- [Selected excerpt]
According to Nagamine's book, "The Essence of Okinawan Karate-do",
he lists his teachers as Chojin Kuba, Taro Shimabuku, Ankichi Arakaki,
Kodatsu Iha, (disciple of Matsumura), Chotoku Kyan and Choki Motobu.
He also states that he was a student of Kyan from 1931 to 1935.

The Pinans could have come from Arakaki who was a student of Chibana
or Iha who was teaching karate in the Naha school systems at the time.
I'm thinking both.

Peace.


----------



## TimoS

Ray B said:


> According to Nagamine's book, "The Essence of Okinawan Karate-do",
> he lists his teachers as Chojin Kuba, *Taro Shimabuku*, Ankichi Arakaki,
> Kodatsu Iha, (disciple of Matsumura), Chotoku Kyan and Choki Motobu.



Thought that Eizo Shimabukuro sounded wrong for Nagamine's teachers, though it is easy to get confused with all those Shimabukuros in various Shorin branches


----------



## twendkata71

Thank you for the correction. As I went through my copy of Nagamine's "Essence of Okinawan karate". I see that you are correct. It was the elder Shimabukuro Taro, perhaps before he founded Isshin ryu.  I also think that you are correct in that Nagamine Hanshi perhaps did learn the pinan kata from Aragaki. 
And in response to the other gentleman, Matsubayashi ryu also does not teach Jion as part of the curriculum.


----------



## Victor Smith

Nope,

Right church wrong pew.

There are many Okinawan's using the family name Shimabuku/Shimabukuro which is the same name.  Shimabuku being the original Okinawan pronunciation and Shimabukuro being the Japanese pronunciation of the same name.

- [Objective 1] In the thread on Nagamine's karate teachers, during which years was Nagamine a student of Kyan?
- [Objective 2] Can you write the next part of the thread on Nagamine's karate teachers, picking up after its final sentence?
The lines after this thread come from a separate source.

- [Data section]
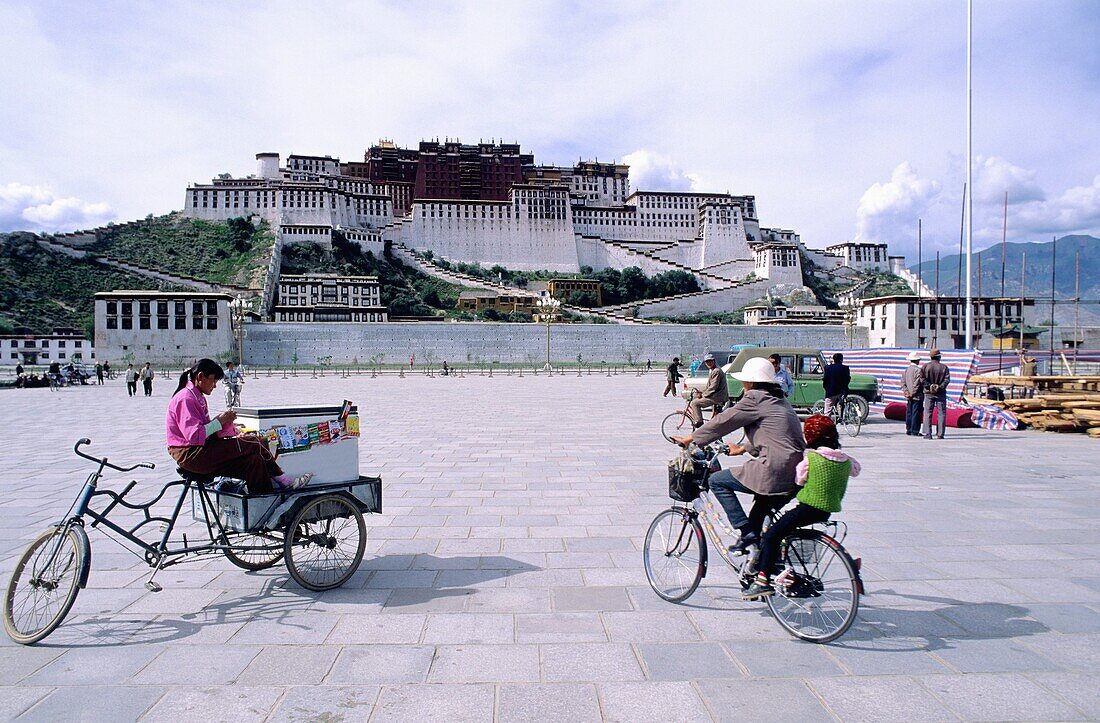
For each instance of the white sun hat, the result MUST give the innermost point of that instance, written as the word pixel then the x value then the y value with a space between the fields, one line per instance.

- [Task result 1] From 1931 to 1935.

- [Task result 2]
Isshinryu's founder is Shimabuku Tatsuo not Shimabukuro Taro. They may or may not have been related.

Now I recall reading that Nagamine was a police officer in Japan and know he had previous karate training before meeting Kyan Chotoku. I always assumed the inclusion of the Pinan kata came from that training.

Becuase of his previous training, Kyan did not start him with Seisan kata, it was assumed he didn't need it, and in turn Nagamine's Matsubayshi-ryu does not include Seisan, which all of the other Kyan lineages use. Seisan was the first kata Kyan taught.

As time passed some of the Kyan lineage styles did incorporate the Pinan kata, and all of them did incorporate the Naifanchi kata, which Kyan also did not teach (Dan Smith of the Seibukan is one of the sources on that point).

Okinawan karate always represents the rule each generation of instructors made their own choices.


----------



## twendkata71

boy did I get my names mixed up. Must be working too much.


----------



## chinto

Victor Smith said:


> Nope,
> 
> Right church wrong pew.
> 
> There are many Okinawan's using the family name Shimabuku/Shimabukuro which is the same name.  Shimabuku being the original Okinawan pronunciation and Shimabukuro being the Japanese pronunciation of the same name.
> 
> Isshinryu's founder is Shimabuku Tatsuo not Shimabukuro Taro. They may or may not have been related.
> 
> Now I recall reading that Nagamine was a police officer in Japan and know he had previous karate training before meeting Kyan Chotoku. I always assumed the inclusion of the Pinan kata came from that training.
> 
> Becuase of his previous training, Kyan did not start him with Seisan kata, it was assumed he didn't need it, and in turn Nagamine's Matsubayshi-ryu does not include Seisan, which all of the other Kyan lineages use. Seisan was the first kata Kyan taught.
> 
> As time passed some of the Kyan lineage styles did incorporate the Pinan kata, and all of them did incorporate the Naifanchi kata, which Kyan also did not teach (Dan Smith of the Seibukan is one of the sources on that point).
> 
> Okinawan karate always represents the rule each generation of instructors made their own choices.




Interesting, as Shobayashi Shorin ryu has both Seisan, and Naihanchi Kata...


----------



## Henderson

chinto said:


> ...there is a goju version of the hakutsuru ( crane ) Kata in goju ryu as well...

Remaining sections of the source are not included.